▸ Material for this task:

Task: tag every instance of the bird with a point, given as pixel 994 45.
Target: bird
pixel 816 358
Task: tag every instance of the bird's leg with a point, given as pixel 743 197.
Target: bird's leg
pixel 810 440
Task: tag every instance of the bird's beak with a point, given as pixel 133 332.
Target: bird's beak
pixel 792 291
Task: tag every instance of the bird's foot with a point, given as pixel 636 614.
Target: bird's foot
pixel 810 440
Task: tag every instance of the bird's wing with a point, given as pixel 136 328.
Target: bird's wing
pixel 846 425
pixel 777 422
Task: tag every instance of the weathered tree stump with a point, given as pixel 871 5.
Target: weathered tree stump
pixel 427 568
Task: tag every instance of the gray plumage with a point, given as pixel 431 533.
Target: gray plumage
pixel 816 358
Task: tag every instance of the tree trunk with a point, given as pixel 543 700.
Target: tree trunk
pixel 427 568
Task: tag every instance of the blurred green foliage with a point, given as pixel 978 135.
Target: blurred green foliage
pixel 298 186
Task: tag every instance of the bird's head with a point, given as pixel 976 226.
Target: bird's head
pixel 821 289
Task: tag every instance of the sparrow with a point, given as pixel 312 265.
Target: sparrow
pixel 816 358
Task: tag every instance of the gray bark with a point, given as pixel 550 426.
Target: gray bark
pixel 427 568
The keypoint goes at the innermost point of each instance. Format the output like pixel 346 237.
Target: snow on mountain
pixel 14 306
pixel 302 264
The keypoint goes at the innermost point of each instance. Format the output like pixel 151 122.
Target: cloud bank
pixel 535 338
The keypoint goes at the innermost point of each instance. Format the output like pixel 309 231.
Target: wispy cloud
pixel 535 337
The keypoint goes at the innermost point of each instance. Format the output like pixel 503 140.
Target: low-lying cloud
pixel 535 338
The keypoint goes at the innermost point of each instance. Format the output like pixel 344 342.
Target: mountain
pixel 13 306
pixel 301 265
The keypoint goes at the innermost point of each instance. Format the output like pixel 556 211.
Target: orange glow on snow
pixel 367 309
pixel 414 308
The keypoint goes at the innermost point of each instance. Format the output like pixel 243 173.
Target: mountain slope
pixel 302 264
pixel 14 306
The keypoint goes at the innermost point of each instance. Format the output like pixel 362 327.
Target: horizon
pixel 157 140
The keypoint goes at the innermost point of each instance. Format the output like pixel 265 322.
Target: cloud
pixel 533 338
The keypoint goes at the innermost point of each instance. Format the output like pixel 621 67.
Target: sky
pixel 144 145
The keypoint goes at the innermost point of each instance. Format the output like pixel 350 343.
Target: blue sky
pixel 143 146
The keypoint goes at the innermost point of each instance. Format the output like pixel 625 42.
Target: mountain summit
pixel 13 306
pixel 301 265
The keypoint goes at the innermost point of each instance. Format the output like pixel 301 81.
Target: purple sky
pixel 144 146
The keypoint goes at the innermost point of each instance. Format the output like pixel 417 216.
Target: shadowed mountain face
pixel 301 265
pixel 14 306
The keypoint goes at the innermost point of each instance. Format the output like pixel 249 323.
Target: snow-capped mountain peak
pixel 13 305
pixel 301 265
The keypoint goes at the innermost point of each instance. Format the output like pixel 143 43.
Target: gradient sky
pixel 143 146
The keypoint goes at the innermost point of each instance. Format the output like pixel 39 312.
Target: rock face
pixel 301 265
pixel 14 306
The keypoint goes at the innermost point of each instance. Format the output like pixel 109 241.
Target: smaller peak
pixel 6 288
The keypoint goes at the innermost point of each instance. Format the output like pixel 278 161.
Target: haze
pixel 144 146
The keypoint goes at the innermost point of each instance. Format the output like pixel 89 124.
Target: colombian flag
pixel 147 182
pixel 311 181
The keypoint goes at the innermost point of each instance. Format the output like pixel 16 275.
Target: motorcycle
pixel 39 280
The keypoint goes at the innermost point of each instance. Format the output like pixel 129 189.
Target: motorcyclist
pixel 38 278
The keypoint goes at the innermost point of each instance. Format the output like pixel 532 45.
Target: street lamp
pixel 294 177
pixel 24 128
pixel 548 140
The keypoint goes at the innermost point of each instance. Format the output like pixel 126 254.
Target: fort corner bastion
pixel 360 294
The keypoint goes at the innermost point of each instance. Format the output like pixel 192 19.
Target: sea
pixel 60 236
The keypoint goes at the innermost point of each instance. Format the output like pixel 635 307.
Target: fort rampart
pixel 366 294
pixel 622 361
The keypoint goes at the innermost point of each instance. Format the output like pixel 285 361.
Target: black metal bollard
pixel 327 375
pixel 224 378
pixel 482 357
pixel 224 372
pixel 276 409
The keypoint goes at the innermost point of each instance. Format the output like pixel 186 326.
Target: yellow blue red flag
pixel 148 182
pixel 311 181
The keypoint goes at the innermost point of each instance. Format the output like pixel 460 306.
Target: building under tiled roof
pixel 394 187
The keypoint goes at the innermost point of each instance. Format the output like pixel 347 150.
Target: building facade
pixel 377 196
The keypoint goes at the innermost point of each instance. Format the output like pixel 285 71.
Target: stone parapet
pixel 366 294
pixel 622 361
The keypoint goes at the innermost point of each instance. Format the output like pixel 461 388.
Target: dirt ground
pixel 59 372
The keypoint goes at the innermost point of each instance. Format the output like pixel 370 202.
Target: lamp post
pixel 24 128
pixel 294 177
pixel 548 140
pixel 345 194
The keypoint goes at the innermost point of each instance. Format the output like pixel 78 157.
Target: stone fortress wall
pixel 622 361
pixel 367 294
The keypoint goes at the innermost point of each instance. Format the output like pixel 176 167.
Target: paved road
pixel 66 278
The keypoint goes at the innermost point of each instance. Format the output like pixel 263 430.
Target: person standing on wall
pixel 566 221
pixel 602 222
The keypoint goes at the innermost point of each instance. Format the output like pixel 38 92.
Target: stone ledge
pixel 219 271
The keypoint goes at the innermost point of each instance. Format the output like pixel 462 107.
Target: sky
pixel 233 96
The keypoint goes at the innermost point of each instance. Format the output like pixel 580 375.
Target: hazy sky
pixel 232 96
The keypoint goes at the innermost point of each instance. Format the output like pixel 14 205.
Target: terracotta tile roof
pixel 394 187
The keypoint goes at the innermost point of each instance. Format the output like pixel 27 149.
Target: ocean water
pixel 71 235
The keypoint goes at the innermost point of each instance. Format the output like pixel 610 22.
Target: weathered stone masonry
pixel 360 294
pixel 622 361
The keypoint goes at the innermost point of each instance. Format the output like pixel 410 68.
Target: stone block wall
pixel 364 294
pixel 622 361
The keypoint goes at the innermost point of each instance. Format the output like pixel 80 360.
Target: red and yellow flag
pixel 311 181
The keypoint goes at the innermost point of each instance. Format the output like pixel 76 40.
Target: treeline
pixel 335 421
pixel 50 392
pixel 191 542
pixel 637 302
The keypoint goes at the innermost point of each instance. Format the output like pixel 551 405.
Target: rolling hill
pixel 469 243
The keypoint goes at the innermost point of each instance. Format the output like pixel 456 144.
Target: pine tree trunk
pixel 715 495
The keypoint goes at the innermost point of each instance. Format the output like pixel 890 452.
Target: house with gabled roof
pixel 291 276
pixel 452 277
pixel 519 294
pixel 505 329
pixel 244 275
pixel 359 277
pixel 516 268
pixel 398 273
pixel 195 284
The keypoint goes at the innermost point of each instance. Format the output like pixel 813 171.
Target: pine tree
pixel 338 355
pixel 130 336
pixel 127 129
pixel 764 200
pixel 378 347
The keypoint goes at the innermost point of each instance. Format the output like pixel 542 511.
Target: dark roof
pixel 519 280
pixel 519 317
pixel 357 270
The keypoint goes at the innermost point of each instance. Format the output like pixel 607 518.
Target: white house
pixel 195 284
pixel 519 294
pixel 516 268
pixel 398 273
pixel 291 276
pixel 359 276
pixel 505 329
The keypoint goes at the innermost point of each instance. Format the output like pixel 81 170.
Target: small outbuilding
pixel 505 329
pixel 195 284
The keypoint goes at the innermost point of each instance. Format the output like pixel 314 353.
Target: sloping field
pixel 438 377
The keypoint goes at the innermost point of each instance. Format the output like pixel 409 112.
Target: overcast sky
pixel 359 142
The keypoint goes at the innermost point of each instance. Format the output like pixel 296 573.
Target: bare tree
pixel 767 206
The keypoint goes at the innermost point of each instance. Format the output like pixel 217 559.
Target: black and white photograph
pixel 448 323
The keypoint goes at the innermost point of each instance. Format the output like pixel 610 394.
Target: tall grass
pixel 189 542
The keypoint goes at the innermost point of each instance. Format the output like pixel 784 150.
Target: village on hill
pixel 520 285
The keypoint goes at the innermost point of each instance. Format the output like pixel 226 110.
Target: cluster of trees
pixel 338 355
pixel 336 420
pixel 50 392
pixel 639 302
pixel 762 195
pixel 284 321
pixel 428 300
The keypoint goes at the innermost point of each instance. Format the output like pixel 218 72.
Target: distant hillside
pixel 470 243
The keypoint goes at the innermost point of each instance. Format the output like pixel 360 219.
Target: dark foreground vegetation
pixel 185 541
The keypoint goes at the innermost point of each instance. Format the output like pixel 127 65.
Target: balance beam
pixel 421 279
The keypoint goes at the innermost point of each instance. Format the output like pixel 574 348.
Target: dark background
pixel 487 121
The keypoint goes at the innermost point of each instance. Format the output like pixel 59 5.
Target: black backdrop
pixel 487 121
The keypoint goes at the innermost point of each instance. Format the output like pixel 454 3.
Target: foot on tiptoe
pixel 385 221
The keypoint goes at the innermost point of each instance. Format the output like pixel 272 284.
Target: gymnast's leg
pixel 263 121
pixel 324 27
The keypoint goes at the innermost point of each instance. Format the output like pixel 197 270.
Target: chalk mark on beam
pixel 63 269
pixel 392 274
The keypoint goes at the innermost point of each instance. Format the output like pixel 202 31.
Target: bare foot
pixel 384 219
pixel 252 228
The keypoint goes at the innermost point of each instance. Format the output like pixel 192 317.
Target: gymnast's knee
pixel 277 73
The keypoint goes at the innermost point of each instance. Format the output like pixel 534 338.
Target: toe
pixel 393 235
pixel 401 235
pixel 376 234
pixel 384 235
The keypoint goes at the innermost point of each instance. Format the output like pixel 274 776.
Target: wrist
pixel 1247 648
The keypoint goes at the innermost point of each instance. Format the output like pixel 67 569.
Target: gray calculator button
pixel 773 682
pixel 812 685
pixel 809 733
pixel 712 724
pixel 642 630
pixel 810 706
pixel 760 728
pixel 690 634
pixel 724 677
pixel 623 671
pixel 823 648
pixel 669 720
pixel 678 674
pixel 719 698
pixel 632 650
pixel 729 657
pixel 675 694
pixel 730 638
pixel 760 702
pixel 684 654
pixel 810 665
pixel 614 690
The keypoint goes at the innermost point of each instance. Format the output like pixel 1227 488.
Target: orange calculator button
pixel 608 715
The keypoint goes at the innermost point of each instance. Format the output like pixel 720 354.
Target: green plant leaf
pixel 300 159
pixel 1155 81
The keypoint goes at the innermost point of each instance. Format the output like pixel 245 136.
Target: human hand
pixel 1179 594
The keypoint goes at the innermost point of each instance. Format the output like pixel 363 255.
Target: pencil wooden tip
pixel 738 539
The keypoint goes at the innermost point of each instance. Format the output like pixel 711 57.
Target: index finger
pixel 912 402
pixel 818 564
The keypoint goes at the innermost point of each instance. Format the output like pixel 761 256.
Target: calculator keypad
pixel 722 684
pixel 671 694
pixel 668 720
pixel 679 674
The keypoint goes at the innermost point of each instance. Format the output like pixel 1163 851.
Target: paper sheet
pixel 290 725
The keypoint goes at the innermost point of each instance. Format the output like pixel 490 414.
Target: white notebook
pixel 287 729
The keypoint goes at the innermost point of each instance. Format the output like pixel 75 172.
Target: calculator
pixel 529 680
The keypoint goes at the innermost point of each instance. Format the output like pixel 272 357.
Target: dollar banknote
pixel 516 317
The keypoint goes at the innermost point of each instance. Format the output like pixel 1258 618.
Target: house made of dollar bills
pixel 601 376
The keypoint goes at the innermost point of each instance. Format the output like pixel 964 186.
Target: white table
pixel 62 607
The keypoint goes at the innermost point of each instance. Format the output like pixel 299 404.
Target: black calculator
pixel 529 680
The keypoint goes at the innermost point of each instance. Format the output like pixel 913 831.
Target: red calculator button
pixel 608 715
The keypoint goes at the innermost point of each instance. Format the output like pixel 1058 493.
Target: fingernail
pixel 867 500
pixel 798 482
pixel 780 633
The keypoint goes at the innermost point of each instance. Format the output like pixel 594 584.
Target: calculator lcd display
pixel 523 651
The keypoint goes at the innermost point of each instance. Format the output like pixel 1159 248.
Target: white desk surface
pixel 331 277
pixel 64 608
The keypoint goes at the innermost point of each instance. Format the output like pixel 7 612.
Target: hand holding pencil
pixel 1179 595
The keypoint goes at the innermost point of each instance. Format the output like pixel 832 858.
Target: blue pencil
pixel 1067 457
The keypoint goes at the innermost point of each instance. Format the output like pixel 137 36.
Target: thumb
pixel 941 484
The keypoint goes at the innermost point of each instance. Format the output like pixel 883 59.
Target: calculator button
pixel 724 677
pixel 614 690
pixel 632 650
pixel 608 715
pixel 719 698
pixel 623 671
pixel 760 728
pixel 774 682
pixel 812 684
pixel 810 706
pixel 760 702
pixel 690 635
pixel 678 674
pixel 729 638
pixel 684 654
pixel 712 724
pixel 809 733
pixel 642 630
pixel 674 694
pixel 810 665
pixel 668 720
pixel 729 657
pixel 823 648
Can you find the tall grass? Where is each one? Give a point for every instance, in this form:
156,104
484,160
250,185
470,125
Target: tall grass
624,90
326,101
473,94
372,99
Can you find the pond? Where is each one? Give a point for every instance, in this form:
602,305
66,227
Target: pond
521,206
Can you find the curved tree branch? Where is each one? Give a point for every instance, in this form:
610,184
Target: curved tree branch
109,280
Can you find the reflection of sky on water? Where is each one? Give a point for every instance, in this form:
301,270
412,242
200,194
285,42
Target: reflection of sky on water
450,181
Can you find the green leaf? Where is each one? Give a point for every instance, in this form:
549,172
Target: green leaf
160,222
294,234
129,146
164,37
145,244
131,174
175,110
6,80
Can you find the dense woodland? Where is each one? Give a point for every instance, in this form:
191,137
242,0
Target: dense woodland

▸ What you are asked to do: Give the lines again, exactly as they stand, from the beginning of the data through the line with "pixel 243 173.".

▸ Answer box:
Task: tag every instance of the bird with a point, given as pixel 994 45.
Target: bird
pixel 816 358
Task: tag every instance of the bird's leg with a point, given as pixel 743 197.
Target: bird's leg
pixel 810 440
Task: tag every instance of the bird's beak with a point, given as pixel 133 332.
Target: bird's beak
pixel 792 291
Task: tag every instance of the bird's foot with a point, given as pixel 636 614.
Target: bird's foot
pixel 810 440
Task: tag every instance of the bird's wing with a point, given as pixel 136 328.
Target: bird's wing
pixel 846 425
pixel 777 422
Task: tag every instance of the weathered tree stump with a point, given as pixel 871 5.
Target: weathered tree stump
pixel 427 568
Task: tag every instance of the gray plumage with a point, given as pixel 431 533.
Target: gray plumage
pixel 816 358
Task: tag every instance of the tree trunk with a point, given as pixel 543 700.
Target: tree trunk
pixel 427 568
Task: tag every instance of the blurred green foliage with a point, given as pixel 978 135.
Target: blurred green foliage
pixel 298 186
Task: tag every instance of the bird's head with a point, given as pixel 976 226.
Target: bird's head
pixel 821 289
Task: tag every instance of the sparrow with a point, given as pixel 312 265.
Target: sparrow
pixel 816 358
Task: tag every instance of the gray bark with a point, given as pixel 550 426.
Target: gray bark
pixel 427 568
The keypoint goes at the innermost point of each instance. Format the output like pixel 346 237.
Target: snow on mountain
pixel 14 306
pixel 302 264
The keypoint goes at the innermost point of each instance. Format the output like pixel 151 122.
Target: cloud bank
pixel 535 338
The keypoint goes at the innermost point of each instance. Format the output like pixel 309 231.
Target: wispy cloud
pixel 535 337
The keypoint goes at the innermost point of each instance. Format the output like pixel 503 140.
Target: low-lying cloud
pixel 535 338
The keypoint goes at the innermost point of each instance. Format the output like pixel 344 342.
Target: mountain
pixel 13 306
pixel 301 265
The keypoint goes at the innermost point of each instance. Format the output like pixel 556 211.
Target: orange glow on snow
pixel 367 309
pixel 414 308
The keypoint goes at the innermost point of each instance. Format the output like pixel 243 173.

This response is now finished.